スパイク・ジョーンズ監督『her/世界でひとつの彼女』の公開を記念して行われたもので、内容は映画の話がほとんですが、「孤独」という現代性について『思い出のマーニー』と絡めて鈴木さんが話しています。




鈴木:
ぼくは、ほんとうはこんなとこに来てちゃいけないんですよ、失礼な言い方ですけれど。どうしてかって言うと、この夏に公開の『思い出のマーニー』っていう映画を作ってるんですよね。
だけど、なぜ今日来たかというと、ぼくはスパイクの大ファンなんです。もう『マルコビッチ』から、『アダプテーション』から、『かいじゅうたちのいるところ』から。それで、いろいろありまして、今日来ることになりました。

スパイク:
何日かまえに、ゲストは鈴木さんですと言われて、ぼくも大興奮だったんです。

### 掲載データ
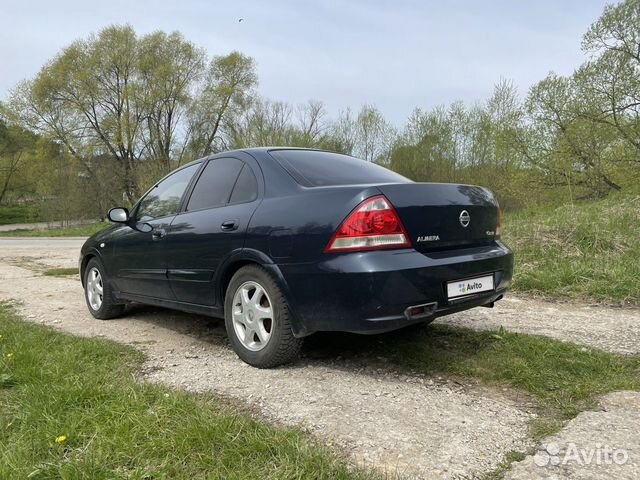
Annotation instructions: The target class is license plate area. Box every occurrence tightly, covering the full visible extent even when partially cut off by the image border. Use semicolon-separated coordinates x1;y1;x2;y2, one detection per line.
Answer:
447;273;495;300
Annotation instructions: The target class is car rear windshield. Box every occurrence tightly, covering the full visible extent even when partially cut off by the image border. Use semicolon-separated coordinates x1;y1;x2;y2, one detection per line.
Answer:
269;150;411;187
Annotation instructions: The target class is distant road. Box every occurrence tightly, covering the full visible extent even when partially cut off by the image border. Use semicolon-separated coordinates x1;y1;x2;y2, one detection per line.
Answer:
0;237;87;248
0;220;95;232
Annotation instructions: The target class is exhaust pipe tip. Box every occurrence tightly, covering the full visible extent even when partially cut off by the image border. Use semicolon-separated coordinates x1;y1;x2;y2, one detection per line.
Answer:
404;302;438;320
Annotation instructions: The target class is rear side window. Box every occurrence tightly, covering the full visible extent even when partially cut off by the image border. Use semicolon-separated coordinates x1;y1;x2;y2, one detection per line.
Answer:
187;158;244;211
269;150;411;187
229;165;258;203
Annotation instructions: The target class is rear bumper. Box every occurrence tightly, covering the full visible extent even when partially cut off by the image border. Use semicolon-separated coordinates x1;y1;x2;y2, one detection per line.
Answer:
278;242;513;336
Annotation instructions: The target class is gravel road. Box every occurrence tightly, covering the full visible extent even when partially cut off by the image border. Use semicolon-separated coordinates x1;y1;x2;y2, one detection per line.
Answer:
0;238;640;478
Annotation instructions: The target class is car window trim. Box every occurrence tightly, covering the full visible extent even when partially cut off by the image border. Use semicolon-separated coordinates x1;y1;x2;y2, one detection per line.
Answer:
184;155;249;214
130;160;205;223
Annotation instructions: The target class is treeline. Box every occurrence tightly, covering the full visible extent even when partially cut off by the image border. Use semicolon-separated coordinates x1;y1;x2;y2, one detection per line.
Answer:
0;0;640;218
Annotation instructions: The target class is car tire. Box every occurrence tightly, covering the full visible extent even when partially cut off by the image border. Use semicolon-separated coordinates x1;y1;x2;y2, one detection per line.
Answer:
84;258;125;320
224;265;303;368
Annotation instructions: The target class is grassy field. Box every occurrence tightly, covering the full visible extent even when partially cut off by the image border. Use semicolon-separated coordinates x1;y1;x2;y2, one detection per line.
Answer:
307;325;640;428
0;222;106;237
0;304;371;480
42;268;78;277
0;194;640;305
503;194;640;305
0;205;42;225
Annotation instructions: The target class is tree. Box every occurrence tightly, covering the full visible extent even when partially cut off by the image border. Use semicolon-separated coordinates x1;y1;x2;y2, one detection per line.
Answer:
9;25;257;203
575;0;640;158
188;52;258;158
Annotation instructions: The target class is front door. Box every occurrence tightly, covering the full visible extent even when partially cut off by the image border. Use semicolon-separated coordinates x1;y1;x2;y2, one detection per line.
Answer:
113;163;201;299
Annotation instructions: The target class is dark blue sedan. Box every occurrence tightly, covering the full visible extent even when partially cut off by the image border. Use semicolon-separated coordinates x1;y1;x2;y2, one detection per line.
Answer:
80;148;513;368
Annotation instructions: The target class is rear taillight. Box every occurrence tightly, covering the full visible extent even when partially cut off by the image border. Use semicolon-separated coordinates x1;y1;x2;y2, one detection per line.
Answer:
324;195;411;252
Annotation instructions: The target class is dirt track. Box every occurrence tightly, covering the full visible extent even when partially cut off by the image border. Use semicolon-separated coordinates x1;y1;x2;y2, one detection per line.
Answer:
0;239;640;478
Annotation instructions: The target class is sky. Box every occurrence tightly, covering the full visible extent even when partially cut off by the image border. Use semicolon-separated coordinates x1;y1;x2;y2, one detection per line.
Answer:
0;0;606;126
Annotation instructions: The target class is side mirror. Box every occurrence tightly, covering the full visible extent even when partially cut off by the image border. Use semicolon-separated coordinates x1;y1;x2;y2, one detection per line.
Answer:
107;207;129;223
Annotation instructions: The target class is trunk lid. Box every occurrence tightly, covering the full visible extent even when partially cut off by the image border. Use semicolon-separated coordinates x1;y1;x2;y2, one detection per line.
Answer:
378;183;498;251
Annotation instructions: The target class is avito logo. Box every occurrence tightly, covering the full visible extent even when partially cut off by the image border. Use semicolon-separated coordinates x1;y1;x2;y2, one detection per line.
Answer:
458;282;482;293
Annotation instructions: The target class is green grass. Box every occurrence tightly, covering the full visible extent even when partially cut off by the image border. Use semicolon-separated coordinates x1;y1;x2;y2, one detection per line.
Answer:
503;194;640;305
42;268;78;277
0;223;111;237
0;205;41;225
0;305;371;480
308;324;640;422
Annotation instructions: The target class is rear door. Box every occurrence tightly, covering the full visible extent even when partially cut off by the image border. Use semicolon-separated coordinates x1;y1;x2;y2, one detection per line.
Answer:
168;157;261;306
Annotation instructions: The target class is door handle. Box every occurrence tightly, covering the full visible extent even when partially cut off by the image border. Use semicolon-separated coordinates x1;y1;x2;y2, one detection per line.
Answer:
220;220;238;232
151;228;167;240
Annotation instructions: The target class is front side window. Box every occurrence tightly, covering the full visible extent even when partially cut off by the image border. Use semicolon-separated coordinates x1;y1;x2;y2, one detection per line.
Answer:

### 問題文
抜粋文にある次の一文を英語に訳しなさい。「何日かまえに、ゲストは鈴木さんですと言われて、ぼくも大興奮だったんです。」

### 解答
A few days ago, I was told that the guest would be Suzuki, and I got really excited too.